= SET TASK =
Beginning with the line where "the gray carpet" appears, repeat every remaining line of the entries exactly, the last line included.
++++ MATERIAL SHOWN ++++
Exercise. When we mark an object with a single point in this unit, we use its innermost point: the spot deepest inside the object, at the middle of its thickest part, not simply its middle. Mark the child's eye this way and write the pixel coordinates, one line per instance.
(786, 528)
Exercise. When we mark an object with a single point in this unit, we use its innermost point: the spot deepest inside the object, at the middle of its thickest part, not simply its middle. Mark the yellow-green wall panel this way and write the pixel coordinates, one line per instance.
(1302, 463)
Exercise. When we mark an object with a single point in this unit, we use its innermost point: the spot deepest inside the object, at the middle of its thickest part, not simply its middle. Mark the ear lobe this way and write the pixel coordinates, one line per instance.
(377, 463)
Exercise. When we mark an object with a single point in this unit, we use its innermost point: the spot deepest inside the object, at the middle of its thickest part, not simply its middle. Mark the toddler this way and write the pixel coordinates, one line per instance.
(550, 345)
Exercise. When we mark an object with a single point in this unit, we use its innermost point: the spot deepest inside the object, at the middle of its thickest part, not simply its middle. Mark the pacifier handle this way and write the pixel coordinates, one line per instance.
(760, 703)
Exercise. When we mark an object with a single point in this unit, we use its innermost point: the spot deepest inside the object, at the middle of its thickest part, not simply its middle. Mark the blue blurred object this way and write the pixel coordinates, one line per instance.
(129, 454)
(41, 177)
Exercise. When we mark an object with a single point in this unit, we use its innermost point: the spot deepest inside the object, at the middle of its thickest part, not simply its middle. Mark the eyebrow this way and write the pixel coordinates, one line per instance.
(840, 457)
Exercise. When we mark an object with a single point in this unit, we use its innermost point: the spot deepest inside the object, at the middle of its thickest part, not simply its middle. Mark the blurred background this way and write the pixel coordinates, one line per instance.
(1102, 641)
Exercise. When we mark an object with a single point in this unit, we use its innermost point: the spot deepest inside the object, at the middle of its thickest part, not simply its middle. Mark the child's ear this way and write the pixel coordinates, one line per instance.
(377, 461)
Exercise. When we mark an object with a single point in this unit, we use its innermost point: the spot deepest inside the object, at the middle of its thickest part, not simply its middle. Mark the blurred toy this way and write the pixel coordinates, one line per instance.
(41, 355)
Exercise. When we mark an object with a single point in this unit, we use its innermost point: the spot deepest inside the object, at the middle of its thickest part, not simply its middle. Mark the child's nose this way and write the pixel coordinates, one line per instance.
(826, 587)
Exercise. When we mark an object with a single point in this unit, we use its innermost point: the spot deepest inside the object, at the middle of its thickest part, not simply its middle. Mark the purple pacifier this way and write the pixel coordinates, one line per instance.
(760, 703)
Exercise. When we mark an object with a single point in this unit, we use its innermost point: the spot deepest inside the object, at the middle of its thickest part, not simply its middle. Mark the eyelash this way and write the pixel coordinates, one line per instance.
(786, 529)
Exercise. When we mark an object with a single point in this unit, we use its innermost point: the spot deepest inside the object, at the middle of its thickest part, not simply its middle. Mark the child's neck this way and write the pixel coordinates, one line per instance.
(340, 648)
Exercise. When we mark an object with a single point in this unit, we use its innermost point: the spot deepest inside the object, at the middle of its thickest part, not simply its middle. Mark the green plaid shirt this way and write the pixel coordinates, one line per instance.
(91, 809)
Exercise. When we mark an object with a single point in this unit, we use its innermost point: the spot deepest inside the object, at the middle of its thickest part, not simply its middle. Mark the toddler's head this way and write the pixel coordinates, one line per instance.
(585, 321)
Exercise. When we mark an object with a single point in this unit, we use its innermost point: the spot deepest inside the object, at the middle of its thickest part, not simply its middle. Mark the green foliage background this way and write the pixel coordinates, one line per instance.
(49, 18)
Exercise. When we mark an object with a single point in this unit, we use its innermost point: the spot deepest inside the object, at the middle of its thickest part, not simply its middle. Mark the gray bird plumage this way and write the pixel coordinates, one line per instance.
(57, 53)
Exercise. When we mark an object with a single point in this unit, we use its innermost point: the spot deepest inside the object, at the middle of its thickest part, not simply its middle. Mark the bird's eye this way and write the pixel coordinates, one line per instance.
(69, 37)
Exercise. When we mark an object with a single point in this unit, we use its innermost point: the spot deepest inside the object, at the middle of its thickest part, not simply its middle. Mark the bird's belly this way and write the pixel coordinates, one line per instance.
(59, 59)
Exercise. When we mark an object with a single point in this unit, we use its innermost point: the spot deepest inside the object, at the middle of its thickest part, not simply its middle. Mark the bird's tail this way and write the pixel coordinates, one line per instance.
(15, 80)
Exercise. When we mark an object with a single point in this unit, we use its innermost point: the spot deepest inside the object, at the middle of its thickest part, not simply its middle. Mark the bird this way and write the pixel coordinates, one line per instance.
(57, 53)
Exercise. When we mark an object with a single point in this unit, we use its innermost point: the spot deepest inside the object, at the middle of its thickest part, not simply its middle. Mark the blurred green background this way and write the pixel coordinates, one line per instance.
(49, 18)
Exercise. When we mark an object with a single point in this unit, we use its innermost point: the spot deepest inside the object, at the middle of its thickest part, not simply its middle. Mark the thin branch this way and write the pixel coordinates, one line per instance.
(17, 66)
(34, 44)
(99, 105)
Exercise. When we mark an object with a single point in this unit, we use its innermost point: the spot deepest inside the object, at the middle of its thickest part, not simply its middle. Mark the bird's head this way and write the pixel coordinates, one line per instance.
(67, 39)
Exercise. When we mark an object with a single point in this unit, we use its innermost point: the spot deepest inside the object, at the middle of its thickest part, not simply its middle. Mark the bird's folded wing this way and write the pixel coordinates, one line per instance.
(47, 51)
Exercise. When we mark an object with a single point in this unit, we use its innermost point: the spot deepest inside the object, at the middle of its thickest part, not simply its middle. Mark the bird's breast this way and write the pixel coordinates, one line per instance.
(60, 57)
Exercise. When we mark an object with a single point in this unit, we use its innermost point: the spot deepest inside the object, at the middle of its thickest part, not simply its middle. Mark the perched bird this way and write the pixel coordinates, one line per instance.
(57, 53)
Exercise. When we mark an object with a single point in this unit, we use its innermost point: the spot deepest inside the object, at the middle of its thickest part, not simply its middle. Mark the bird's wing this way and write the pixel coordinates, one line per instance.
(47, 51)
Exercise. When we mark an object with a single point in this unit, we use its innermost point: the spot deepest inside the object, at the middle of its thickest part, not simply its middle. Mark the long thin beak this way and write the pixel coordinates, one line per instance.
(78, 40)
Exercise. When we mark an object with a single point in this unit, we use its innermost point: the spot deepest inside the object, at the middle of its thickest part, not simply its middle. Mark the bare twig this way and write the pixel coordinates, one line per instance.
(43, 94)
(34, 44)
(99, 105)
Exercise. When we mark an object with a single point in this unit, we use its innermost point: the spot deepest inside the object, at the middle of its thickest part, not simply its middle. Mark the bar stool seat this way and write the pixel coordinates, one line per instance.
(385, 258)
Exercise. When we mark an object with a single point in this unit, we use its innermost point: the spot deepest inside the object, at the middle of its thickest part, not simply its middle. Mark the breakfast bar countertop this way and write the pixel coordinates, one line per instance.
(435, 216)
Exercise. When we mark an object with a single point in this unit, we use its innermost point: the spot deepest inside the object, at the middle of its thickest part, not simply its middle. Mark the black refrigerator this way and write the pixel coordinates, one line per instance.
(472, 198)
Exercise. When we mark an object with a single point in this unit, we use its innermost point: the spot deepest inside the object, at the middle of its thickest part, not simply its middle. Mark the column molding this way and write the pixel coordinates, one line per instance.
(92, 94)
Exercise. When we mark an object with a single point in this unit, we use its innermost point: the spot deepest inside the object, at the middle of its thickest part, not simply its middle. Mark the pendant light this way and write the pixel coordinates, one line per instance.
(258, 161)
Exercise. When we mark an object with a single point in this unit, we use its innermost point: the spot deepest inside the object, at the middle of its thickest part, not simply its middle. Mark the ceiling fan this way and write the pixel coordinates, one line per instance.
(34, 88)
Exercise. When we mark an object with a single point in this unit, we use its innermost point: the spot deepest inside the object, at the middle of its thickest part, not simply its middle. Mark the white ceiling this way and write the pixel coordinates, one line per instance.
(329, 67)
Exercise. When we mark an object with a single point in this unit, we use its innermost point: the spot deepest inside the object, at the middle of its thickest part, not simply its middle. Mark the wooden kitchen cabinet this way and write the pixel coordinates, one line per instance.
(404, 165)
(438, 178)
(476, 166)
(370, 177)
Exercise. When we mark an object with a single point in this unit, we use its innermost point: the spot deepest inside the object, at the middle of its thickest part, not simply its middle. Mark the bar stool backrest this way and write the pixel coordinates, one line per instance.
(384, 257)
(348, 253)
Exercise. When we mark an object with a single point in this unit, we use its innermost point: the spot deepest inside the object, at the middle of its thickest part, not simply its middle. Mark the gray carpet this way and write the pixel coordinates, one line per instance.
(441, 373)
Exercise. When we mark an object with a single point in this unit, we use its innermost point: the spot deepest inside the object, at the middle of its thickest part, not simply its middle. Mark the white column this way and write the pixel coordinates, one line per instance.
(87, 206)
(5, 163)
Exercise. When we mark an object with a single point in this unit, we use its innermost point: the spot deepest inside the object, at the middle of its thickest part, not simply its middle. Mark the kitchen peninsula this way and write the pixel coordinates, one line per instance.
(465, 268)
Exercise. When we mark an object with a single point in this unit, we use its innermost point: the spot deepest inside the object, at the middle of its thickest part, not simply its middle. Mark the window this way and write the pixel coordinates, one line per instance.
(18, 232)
++++
= RESPONSE =
Exercise. When we mark an object with a single point in this unit, we use its innermost point: the spot deepest inside the object, at the middle of its thickest part, not simply its middle. Mark the gray carpet this way and write the pixel coordinates, one line per instance.
(441, 373)
Exercise. When we mark an object with a single point in this unit, we use its innermost point: the spot deepest inside the object, at the middle of its thickest part, not simply its middle. Mark the white column this way and write the pixel coordinates, one line per instance.
(87, 206)
(5, 163)
Exercise. When we mark an object with a single point in this unit, we use its innermost point: the spot deepest inside the object, at the middle of its thickest part, not simply its middle. Mark the kitchen peninsula this way and write the pixel coordinates, one line per instance.
(465, 268)
Exercise. When we mark an object with a single point in this unit, we use its innermost point: the spot deepest inside the object, at the middle of its thickest part, not simply its middle. Mark the window this way and write the pixel coordinates, one line per instance.
(18, 232)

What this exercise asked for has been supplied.